EXERCISE PROMPT » Please recast the material below as a JSON list of strings, with one string for each line and blank lines left out.

****

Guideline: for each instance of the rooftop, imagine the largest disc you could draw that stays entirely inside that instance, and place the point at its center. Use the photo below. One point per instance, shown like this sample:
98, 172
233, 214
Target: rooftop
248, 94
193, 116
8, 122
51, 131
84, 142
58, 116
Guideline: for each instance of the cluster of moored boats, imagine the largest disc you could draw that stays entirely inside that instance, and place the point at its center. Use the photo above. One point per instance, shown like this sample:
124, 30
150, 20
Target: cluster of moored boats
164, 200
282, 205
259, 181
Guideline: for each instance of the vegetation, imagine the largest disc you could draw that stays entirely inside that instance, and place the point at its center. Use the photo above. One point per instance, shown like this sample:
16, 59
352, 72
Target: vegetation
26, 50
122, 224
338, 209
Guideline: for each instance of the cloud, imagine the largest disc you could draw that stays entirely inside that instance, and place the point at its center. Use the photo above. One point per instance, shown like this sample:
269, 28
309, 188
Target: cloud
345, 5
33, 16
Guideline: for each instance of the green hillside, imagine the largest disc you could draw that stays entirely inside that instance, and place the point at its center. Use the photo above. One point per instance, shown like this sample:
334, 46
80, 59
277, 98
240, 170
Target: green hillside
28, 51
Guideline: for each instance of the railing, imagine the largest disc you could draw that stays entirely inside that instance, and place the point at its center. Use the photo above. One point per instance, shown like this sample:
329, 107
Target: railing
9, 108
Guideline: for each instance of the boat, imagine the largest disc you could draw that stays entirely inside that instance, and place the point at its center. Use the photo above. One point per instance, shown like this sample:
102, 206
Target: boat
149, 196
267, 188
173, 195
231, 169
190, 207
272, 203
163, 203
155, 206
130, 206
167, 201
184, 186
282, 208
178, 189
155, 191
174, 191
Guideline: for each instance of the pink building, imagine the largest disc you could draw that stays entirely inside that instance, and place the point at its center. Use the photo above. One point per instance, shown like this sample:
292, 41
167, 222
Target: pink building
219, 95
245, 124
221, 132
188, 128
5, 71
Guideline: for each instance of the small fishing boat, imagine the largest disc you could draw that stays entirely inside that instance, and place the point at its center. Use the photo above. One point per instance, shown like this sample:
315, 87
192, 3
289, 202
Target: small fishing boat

****

SOLUTION FOR THIS PROBLEM »
[
  "Guideline: for each instance of the rooftop, imagine the largest disc you could draw that stays entirely inside that instance, and place the point at its center. Use the photo below. One point per instance, shown like this sample:",
  "98, 172",
  "233, 214",
  "Target: rooftop",
  "248, 94",
  "193, 116",
  "8, 122",
  "51, 131",
  "84, 142",
  "58, 116",
  "Guideline: for each instance of the cluster of moored boats, imagine the largest disc you could draw that stays entirely inside that instance, and place the point at its center. Use the photo above. One point per instance, shown like this sample:",
  "124, 30",
  "150, 20",
  "Target: cluster of moored boats",
  "164, 200",
  "282, 205",
  "259, 181",
  "Guideline: for each instance of the vegetation, imagine the largest disc you could draw that stays entirely inside that instance, and place the point at its center. Use the photo above. One point per instance, shown like this sample:",
  "16, 59",
  "352, 72",
  "Target: vegetation",
  "26, 50",
  "122, 224",
  "338, 209",
  "Guideline: for each instance of the cloud, imagine the largest disc you could draw that stays entirely inside that instance, and place the point at its center. Use the photo above. One point per instance, shown like this sample:",
  "269, 28",
  "309, 188",
  "Target: cloud",
  "345, 5",
  "33, 16",
  "Guideline: for each instance of the green hillside, imagine the largest disc you could draw that stays entirely inside that instance, and place the point at its center. Use the photo above. One point per instance, shown like this sample:",
  "334, 46",
  "80, 59",
  "277, 98",
  "240, 170",
  "Target: green hillside",
  "28, 51",
  "Guideline: for each instance of the railing, imagine the largest disc you could draw that stays entirely inside that instance, and place the point at its center. Use the photo above. One point per instance, shown like this sample:",
  "329, 107",
  "Target: railing",
  "9, 108",
  "Guideline: for each instance of the boat, imagine the largest disc you could draw that stays entirely inside that instance, and place the point at its center. Use the photo above. One point per instance, shown like this sample:",
  "102, 206",
  "Target: boat",
  "149, 196",
  "267, 188",
  "173, 195",
  "231, 169",
  "190, 207",
  "272, 203",
  "163, 203",
  "155, 206",
  "130, 206",
  "167, 201",
  "184, 186",
  "282, 208",
  "178, 189",
  "155, 191",
  "174, 191",
  "Guideline: for each instance of the pink building, imagine the largest disc you could draw that stays entirely inside that instance, and place the point at its center. Use the photo above. One point per instance, shown like this sample:",
  "292, 41",
  "167, 222",
  "Target: pink building",
  "219, 95",
  "245, 124",
  "221, 132",
  "188, 128",
  "5, 71",
  "Guideline: for each instance of the small fishing boat, imagine the largest disc you could draw that stays entirely inside that instance, and place the point at its center. Use the photo above. One point per instance, shown like this sample:",
  "315, 87",
  "192, 3",
  "289, 202",
  "Target: small fishing boat"
]